SELECTION |
===============

RGRDC

reheatfunq.coverings

Facilities to compute Random Regional R-Disk Coverings (RGRDCs). A RGRDC is a derived product of a global point data set (e.g. a global heat flow database). The covering consists of sequentially generated disks of a radius R randomly distributed over Earth under the constraint that

  1. From the set of points within the disk, no two points are closer than the minimum distance dmin from each other.

  2. No data point is part of a previous disk.

  3. The disk center is not contained within an optional exclusion polygon that represents a region of interest for local analysis.

  4. There are more than a minimum number of points remaining in the disk.

The function random_global_R_disk_coverings() computes RGRDCs. It operates by iteratively drawing random disk centers on the sphere and testing whether all conditions can be met. After a maximum number of disk centers have been drawn, the algorithm terminates. The function is used in the following notebooks:

The function conforming_data_selection() can ensure the dmin criterion within a set of heat flow measurements. It proceeds to resolve conflicts to this criterion by iteratively dropping a random data point of a violating data point pair until no more data point pairs violate the criterion.

The function bootstrap_data_selection() creates a number of such conforming data selections using random decisions for each conflict.


random_global_R_disk_coverings(R, min_points, hf, buffered_poly_xy, proj_str, N=10000, MAX_DRAW=100000, dmin=0.0, seed=982981, used_points=None, a=6378137.0)

Uses rejection sampling to draw a number of exclusive regional distributions.

Parameters:
  • R (float) – Radius R of the RGRDC (in m).

  • min_points (int) – Minimum number of points within a distribution after all other conditions are met. If the number of data points is less, the proposed disk is rejected.

  • hf (array_like) – Array of heat flow data points of shape (N,3), where N is the number of data points. The second dimension must contain a tuple (qi,λi,ϕi) for each data point, where qi is the heat flow, λi the longitude in degrees, and ϕi the latitude in degrees.

  • buffered_poly_xy (list[array_like]) – List of polygons which will reject disks if their centers fall within one of the polygons. Each element of the list must be a (M[i],2)-shaped numpy array where M[i] is the number of points composing the i th polygon and the second dimension iterates the coordinates x and y. The coordinates are interpreted within the coordinate system described by the proj_str parameter.

  • proj_str (str) – A PROJ string describing a projected coordinate system within which the polygons supplied in the buffered_poly_xy parameter are interpreted.

  • N (int, optional) – Target number of accepted disks. Might not be reached but can lead to an early exit. The default is high enough that likely MAX_DRAW is saturated before.

  • MAX_DRAW (int, optional) – Maximum number of disk centers to generate. Might not be reached if N is small.

  • dmin (float, optional) – Minimum inter-point distance for the conforming selection criterion (in m).

  • seed (int, optional) – Seed passed to np.random.default_rng().

===============

Lines of data
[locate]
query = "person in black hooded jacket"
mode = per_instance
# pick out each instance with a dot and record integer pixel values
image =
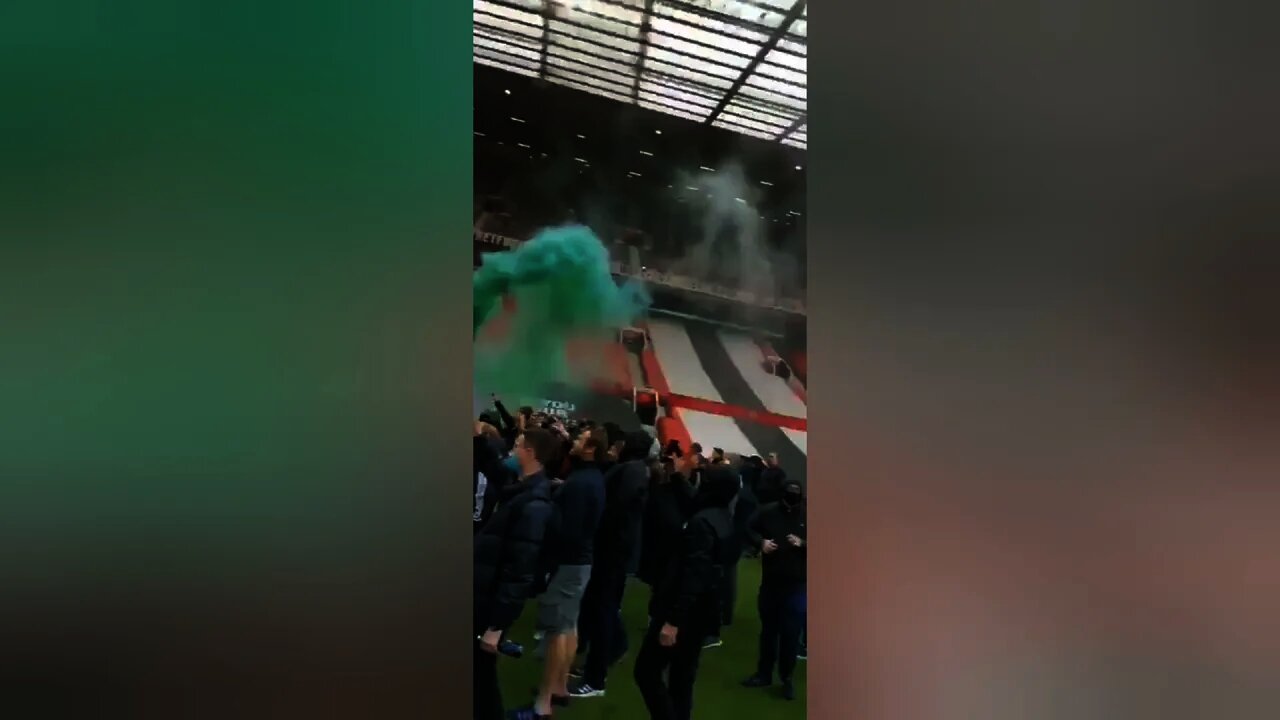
(616, 548)
(664, 515)
(685, 607)
(488, 478)
(780, 532)
(507, 557)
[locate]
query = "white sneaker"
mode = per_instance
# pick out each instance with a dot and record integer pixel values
(584, 689)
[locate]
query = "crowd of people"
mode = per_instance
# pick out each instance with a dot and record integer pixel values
(568, 511)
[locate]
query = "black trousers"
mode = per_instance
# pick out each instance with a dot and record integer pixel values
(782, 619)
(728, 593)
(673, 698)
(600, 624)
(487, 696)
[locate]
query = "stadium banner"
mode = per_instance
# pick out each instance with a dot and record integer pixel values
(562, 409)
(498, 242)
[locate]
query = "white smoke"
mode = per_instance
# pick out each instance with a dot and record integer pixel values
(727, 206)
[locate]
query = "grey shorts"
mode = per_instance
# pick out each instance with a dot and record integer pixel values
(558, 606)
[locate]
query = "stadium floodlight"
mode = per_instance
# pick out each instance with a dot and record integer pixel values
(735, 64)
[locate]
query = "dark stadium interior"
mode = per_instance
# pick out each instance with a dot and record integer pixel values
(545, 154)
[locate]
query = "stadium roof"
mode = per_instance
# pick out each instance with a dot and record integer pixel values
(735, 64)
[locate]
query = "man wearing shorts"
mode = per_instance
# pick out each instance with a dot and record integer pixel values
(579, 504)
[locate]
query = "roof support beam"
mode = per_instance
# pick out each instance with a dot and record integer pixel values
(547, 37)
(795, 124)
(645, 26)
(787, 21)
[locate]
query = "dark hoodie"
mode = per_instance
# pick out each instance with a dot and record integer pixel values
(787, 564)
(689, 593)
(625, 490)
(488, 479)
(507, 555)
(668, 509)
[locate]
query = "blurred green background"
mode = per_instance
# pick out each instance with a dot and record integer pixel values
(232, 300)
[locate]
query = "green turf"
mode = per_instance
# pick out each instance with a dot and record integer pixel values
(718, 692)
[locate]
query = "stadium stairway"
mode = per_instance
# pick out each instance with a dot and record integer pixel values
(679, 364)
(772, 391)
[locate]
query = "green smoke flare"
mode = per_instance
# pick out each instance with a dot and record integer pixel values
(562, 290)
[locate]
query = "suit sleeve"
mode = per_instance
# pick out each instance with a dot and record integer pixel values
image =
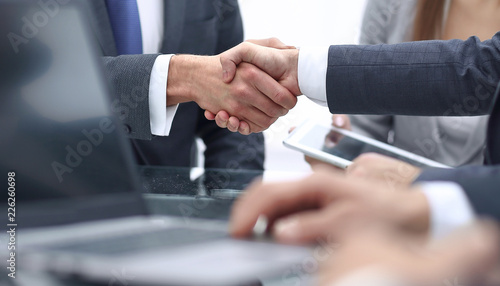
(224, 148)
(374, 32)
(429, 78)
(480, 184)
(130, 77)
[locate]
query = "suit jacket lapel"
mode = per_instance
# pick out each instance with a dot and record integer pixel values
(101, 26)
(174, 14)
(493, 140)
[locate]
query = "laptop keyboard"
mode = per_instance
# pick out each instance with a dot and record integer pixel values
(166, 238)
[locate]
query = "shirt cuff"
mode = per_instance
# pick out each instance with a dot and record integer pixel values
(449, 206)
(161, 117)
(312, 68)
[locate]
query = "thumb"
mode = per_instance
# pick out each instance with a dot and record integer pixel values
(232, 58)
(272, 43)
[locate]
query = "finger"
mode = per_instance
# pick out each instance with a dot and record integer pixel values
(232, 58)
(233, 124)
(256, 119)
(209, 115)
(222, 119)
(341, 121)
(277, 200)
(244, 128)
(271, 43)
(307, 226)
(266, 94)
(277, 93)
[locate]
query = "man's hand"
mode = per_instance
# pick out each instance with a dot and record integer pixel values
(252, 95)
(323, 204)
(375, 167)
(379, 256)
(271, 56)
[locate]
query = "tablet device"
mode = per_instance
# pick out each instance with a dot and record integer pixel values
(340, 147)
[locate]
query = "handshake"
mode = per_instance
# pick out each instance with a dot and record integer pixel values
(245, 89)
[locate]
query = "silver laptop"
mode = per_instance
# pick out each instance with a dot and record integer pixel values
(75, 203)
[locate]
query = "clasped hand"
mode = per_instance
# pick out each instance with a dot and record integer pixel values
(275, 76)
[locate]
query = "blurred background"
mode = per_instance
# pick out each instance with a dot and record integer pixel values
(299, 23)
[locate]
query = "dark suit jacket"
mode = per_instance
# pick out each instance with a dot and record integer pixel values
(203, 27)
(439, 78)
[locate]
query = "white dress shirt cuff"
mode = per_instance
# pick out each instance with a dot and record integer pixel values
(449, 206)
(161, 117)
(312, 68)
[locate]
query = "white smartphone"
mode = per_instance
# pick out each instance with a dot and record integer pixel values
(343, 146)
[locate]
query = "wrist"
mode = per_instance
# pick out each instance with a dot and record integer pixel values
(293, 62)
(184, 80)
(416, 212)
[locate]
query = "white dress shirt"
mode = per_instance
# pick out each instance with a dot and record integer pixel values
(152, 19)
(449, 205)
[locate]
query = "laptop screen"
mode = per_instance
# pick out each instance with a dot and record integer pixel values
(69, 156)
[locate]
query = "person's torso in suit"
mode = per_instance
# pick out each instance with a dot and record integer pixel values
(201, 27)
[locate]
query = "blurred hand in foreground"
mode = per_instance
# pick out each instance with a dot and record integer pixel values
(321, 205)
(381, 257)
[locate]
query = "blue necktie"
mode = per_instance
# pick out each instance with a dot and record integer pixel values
(124, 18)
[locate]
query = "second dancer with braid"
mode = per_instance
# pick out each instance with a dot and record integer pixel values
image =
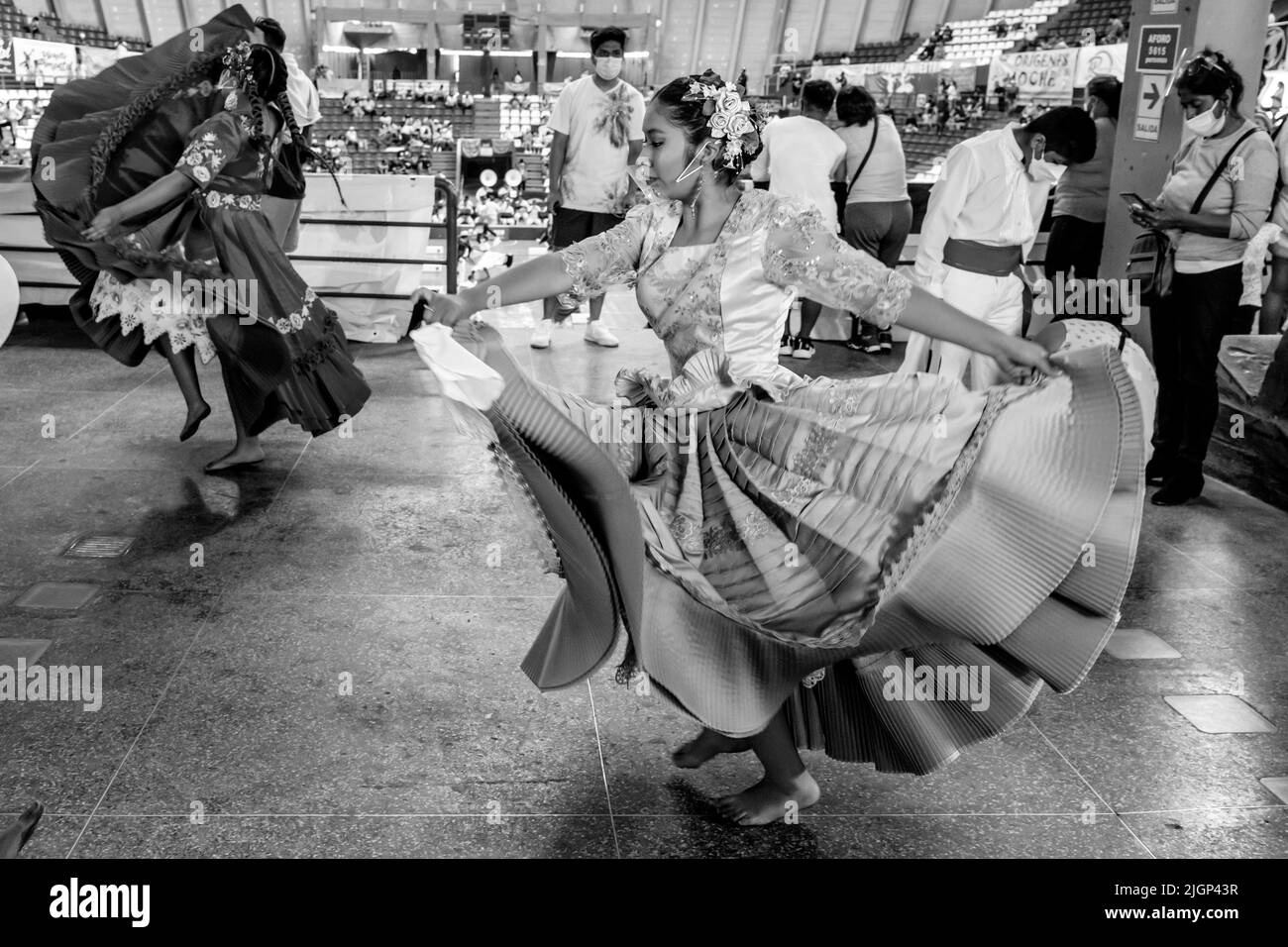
(281, 350)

===============

SET TASKS |
a. Answer these questions about the RGRDC documentation:
(i) What default value does the signature of random_global_R_disk_coverings() give for MAX_DRAW?
(ii) When resolving conflicts with the dmin criterion, what does conforming_data_selection() drop in each step?
(iii) In what unit is the radius R specified?
b. Repeat the passage of the RGRDC documentation between "Uses rejection sampling" and "disk is rejected.", inclusive.
c. Go on with the RGRDC documentation from the point where it stops.

FINAL RESULTS |
a.
(i) 100000
(ii) A random data point of a violating data point pair
(iii) Meters (m)

b.
Uses rejection sampling to draw a number of exclusive regional distributions.

Parameters:
  • R (float) – Radius R of the RGRDC (in m).

  • min_points (int) – Minimum number of points within a distribution after all other conditions are met. If the number of data points is less, the proposed disk is rejected.

c.
  • used_points (list[int], optional) – A list of data point indices that can be marked as used a priori.

  • a (float, optional) – Large half axis of the sphere used. This parameter is used for a scipy.spatial.KDTree-based fast data point query before computing geodesic distances between data points.

Returns:

  • valid_points (list) – A list of v centroids of the accepted disks.

  • used_points (set) – A set of all points which are part of an accepted heat flow distribution.

  • distributions (list) – The list of v distributions, each a one-dimensional numpy array of sorted heat flow values.

  • lolas (list) – The list of data point coordinates corresponding to the heat flow data within distributions. Each is a two-dimensional numpy array in which the second dimension iterates a tuple (λ,ϕ) of geographic coordinates.

  • distribution_indices (list) – The list of index lists of the data points used in the distributions. Each is a one-dimensional array of integer indices into the input data set that compose the corresponding entry of distributions. The indices distribution_indices[i] are generally not in the same order as the heat flow values in distributions[i].

conforming_data_selection(const double[:, :] xy, double dmin_m, rng=128)

This methods applies the spatial data filtering technique described in the paper, sub-sampling the data so that the minimum distance remains above dmin_m.

The selection process for non-conforming data pairs is stochastic but reproducible with identical random number generator rng.

Parameters:
  • xy (array_like) – (N,2) array of data points in a projected Euclidean coordinate system (in m).

  • dmin_m (float) – Minimum inter-point distance for the conforming selection criterion (in m).

  • rng (int | numpy.random.Generator) – A seed or random generator to draw from for reproducibility.

Returns:

mask – A mask filtering out non-conforming data points.

Return type:

numpy.ndarray

bootstrap_data_selection(const double[:, ::1] xy, double dmin_m, size_t B, rng=127)

Computes a set of bootstrap samples of heat flow data points conforming to the data selection criterion.

Parameters:
  • xy (array_like) – (N,2) array of data points in a projected Euclidean coordinate system (in m).

  • dmin_m (float) – Minimum inter-point distance for the conforming selection criterion (in m).

  • B (int) – Number of bootstrap samples to draw.

  • rng (int | numpy.random.Generator) – A seed or random generator to draw from for reproducibility.

Returns:

subselections – A list of index arrays. Each index array lists the indices of a conforming data selection within the data array xy. The number of index arrays is at most B. Duplicate data selections are returned only once.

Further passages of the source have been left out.